[Begin PASSAGE]

A Wish List for the 2011 Final Cut Studio

This article originally appears at the candler blog and is republished here with permission.

Ever since Apple removed the word “Computer” from it’s letterhead in 2007, gloom and doom pundits have been worried the company would eventually stop providing service for its professional users (read filmmakers, designers, photographers, etc.). Another alarming bit of news came last week when Apple discontinued its Xserve line of OS X based servers. Even though Apple has consistently updated their pro hardware in the years since it became primarily a mobile device company, this move definitely gives creative professionals reason for pause.

It gets worse if you look at where Apple’s Pro Apps, specifically Final Cut Studio, have been all this time. Don’t get me wrong, Final Cut overall has seen plenty of advances over the years, and it is still the editing choice of a growing number of filmmakers. However, there are major stumbling blocks that hold it back from being the perfect post production tool. Recently, a user e-mailed Steve Jobs asking for a Final Cut roadmap, receiving in return assurance that an update is coming “early next year”. Here is my wish list for what I believe would be most useful for creative professionals.

[End PASSAGE]
[Begin DATA SECTION]

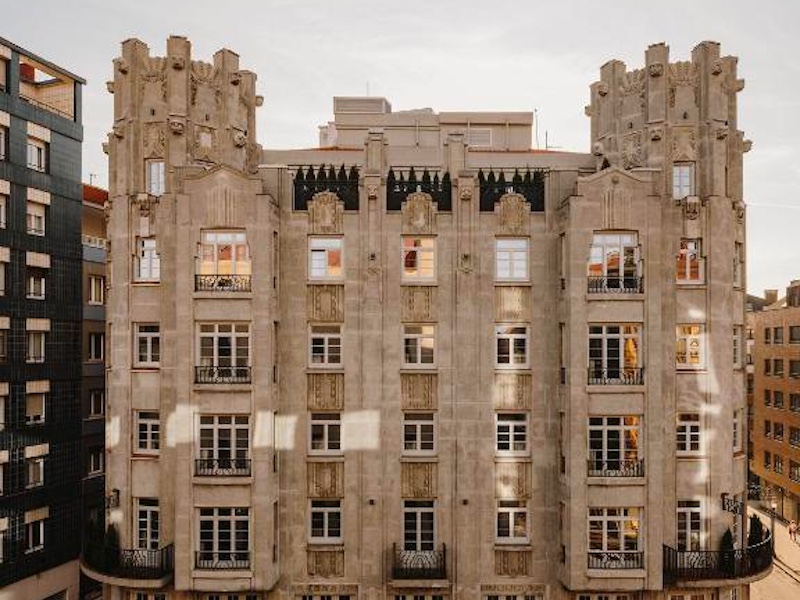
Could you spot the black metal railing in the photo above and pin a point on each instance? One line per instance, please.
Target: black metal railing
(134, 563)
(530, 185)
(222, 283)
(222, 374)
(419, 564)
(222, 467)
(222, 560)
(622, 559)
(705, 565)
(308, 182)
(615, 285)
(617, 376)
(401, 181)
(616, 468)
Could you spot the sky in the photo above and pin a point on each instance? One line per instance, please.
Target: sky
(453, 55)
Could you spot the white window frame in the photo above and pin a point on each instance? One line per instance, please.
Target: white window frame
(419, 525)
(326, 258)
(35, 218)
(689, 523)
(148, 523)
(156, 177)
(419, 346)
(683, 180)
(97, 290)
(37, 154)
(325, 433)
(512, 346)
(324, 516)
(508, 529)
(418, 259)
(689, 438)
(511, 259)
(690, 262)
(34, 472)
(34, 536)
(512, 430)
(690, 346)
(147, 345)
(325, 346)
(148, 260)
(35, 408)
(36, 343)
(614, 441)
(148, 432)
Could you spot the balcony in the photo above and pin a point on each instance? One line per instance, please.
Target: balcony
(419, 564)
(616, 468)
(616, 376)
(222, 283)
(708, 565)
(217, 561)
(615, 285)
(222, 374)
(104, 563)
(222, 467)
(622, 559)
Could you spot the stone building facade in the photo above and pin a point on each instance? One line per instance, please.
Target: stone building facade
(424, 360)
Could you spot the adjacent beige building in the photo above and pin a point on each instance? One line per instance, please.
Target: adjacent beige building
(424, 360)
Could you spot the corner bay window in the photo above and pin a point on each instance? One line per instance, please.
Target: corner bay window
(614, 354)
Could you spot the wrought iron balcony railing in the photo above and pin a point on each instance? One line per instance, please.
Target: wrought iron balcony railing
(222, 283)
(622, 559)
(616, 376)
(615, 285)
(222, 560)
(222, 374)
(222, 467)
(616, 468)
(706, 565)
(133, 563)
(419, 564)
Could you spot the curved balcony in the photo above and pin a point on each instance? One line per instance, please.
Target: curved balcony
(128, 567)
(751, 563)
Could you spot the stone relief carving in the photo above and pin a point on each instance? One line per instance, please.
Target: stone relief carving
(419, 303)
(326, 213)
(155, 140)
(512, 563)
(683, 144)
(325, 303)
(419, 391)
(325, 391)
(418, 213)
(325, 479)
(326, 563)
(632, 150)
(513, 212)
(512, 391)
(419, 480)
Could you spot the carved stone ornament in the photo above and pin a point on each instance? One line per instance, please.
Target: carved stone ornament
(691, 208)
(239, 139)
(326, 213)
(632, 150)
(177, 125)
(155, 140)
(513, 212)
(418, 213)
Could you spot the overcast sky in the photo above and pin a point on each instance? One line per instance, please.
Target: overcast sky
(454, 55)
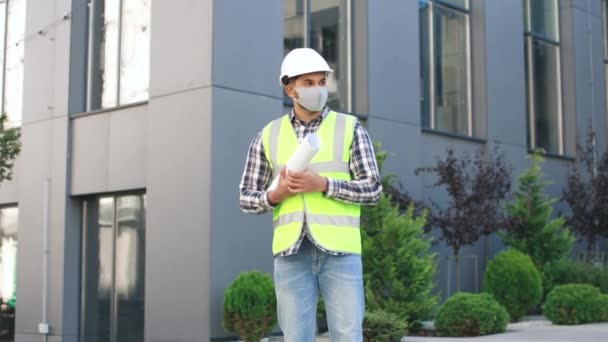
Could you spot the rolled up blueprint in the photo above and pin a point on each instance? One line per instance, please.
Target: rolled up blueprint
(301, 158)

[End DATA SECTION]
[Begin DATA SECTION]

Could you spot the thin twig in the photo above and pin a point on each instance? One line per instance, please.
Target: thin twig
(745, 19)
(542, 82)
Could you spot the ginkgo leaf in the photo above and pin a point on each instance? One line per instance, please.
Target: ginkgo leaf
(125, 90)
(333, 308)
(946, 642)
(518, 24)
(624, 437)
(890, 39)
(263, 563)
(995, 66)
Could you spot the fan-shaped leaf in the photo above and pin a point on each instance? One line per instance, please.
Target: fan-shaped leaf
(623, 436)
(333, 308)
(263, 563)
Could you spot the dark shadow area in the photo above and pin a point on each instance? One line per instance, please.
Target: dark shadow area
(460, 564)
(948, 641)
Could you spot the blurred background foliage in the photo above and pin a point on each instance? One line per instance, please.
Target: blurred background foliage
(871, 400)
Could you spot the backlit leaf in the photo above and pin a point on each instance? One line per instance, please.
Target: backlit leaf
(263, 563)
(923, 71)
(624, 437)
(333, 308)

[End DATA SECTION]

• [TO DO]:
a: Reproduce word for word the part of the Final Cut wish list starting with "A Wish List" and going on through "reason for pause.".
b: According to the Final Cut wish list, which product line did Apple discontinue last week?

• [RESPONSES PER TASK]:
a:
A Wish List for the 2011 Final Cut Studio

This article originally appears at the candler blog and is republished here with permission.

Ever since Apple removed the word “Computer” from it’s letterhead in 2007, gloom and doom pundits have been worried the company would eventually stop providing service for its professional users (read filmmakers, designers, photographers, etc.). Another alarming bit of news came last week when Apple discontinued its Xserve line of OS X based servers. Even though Apple has consistently updated their pro hardware in the years since it became primarily a mobile device company, this move definitely gives creative professionals reason for pause.

b: Its Xserve line of OS X based servers.